Passage for review:
------------------------------------------------------------------------

In A Grief Observed we witness a great reality of the individual’s life: with great happiness there must come immense pain. Where you once love so deeply, that’s where you feel the most empty when it is taken away. And it works the other way as well, if you do not experience isolation you will never be able to fully understand an individual. That is essential to everything we should think and care about. Not the self-promotion and praise of self that our culture has adopted, but the loss of self and a celebration of honesty and authenticity. These are values that we should aspire towards.

And that is where Lewis helps me. He resonates deeply with his readers because he is completely honest with himself. He says: “I dread the moments when the house is empty” (15). He speaks of the “consolations of religion” and comments that there is none to be found (37).

This comes across most clearly when he proclaims: “Where is God? . . . Go to him when your need is desperate, when all other help is vain, and what do you find? A door slammed in your face” (6). Perhaps I possess a bias, but I must say that this statement is what I imagine to be the fulfillment of religion, whatsoever it’s doctrines - a coming to terms with the absurdity of the universe, that there is no answer and that there can not be an answer to the unending questions and subsequent anguish. This is the truthfulness of religion - that in the end not even God cares about you.

The Dilemma of Happiness
As we will see, these are Lewis’ thoughts and conclusions, not mine. He makes surprising statements on Christianity despite being one of the leading Christian apologist in the world: “When you are happy, so happy that you have no sense of needing Him, so happy that you are tempted to heel His claims upon you as an interruption . . . go to him when your need is desperate, when all other help is vain, and what do you find? . . . You may as well turn away. The longer you wait, the emphatic the silence will become. There are no lights in the windows. It might be an empty house. Was it ever inhabited?  It seemed so once. And that seeming was as strong as this. What can this mean? Why is He so present a commander in our time of prosperity and so very absent a help in time of trouble?” (17-8) ”

Where is God in this struggle? It is his absence that leads us to conclude that he may not have even existed. “Meanwhile, where is God? This is one of the most disquieting symptoms.inside” (17). Where is God? That is the question. Where is God when people are cast to Hell for doubting his existence, potentially because of predispositioned states of mind caused by God himself (see Romans 3,8.9).

------------------------------------------------------------------------

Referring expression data
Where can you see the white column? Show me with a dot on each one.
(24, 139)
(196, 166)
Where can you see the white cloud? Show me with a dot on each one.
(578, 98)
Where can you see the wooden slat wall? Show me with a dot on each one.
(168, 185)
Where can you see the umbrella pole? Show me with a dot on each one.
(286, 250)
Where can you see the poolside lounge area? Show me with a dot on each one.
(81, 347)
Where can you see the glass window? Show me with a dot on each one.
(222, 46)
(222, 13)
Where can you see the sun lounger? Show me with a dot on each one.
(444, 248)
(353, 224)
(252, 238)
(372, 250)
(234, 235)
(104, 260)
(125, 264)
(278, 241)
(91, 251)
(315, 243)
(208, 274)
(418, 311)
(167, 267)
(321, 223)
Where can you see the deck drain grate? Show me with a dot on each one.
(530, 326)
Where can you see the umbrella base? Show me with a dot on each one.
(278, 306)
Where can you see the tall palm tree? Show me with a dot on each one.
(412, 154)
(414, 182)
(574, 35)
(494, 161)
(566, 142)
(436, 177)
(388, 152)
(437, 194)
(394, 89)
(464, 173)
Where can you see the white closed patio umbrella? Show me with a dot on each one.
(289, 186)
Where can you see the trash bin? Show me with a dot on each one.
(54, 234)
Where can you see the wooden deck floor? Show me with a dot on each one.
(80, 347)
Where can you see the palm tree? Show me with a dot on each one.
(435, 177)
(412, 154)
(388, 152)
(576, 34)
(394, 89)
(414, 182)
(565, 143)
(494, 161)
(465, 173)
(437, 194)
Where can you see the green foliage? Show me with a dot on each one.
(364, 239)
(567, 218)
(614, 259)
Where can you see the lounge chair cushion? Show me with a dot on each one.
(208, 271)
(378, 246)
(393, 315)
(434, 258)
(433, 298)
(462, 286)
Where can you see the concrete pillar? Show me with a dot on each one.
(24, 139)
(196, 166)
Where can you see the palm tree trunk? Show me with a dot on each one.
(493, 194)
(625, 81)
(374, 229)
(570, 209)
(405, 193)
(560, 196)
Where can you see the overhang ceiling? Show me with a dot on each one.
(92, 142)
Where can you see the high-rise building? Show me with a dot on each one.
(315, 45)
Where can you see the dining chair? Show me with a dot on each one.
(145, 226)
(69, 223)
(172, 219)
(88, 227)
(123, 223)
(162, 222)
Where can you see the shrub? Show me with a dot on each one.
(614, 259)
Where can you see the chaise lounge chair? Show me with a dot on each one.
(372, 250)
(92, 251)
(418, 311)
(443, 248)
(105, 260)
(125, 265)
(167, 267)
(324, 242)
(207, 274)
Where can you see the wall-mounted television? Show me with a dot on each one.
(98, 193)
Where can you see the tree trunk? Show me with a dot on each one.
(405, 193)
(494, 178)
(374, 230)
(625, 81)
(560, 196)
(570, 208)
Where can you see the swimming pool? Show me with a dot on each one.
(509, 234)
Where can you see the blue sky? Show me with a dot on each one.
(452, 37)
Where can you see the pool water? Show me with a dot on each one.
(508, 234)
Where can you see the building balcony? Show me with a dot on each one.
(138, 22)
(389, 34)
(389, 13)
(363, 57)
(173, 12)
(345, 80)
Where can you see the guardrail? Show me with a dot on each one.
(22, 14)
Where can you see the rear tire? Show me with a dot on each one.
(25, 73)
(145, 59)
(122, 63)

------------------------------------------------------------------------

Directions:
a) List every page reference that appears in parentheses in the passage on A Grief Observed, in the order they occur.
b) Reproduce everything from "And that is" down to "be found (37)." in the passage on A Grief Observed.

Solutions in order:
a) 15, 37, 6, 17-8, 17

b)
And that is where Lewis helps me. He resonates deeply with his readers because he is completely honest with himself. He says: “I dread the moments when the house is empty” (15). He speaks of the “consolations of religion” and comments that there is none to be found (37).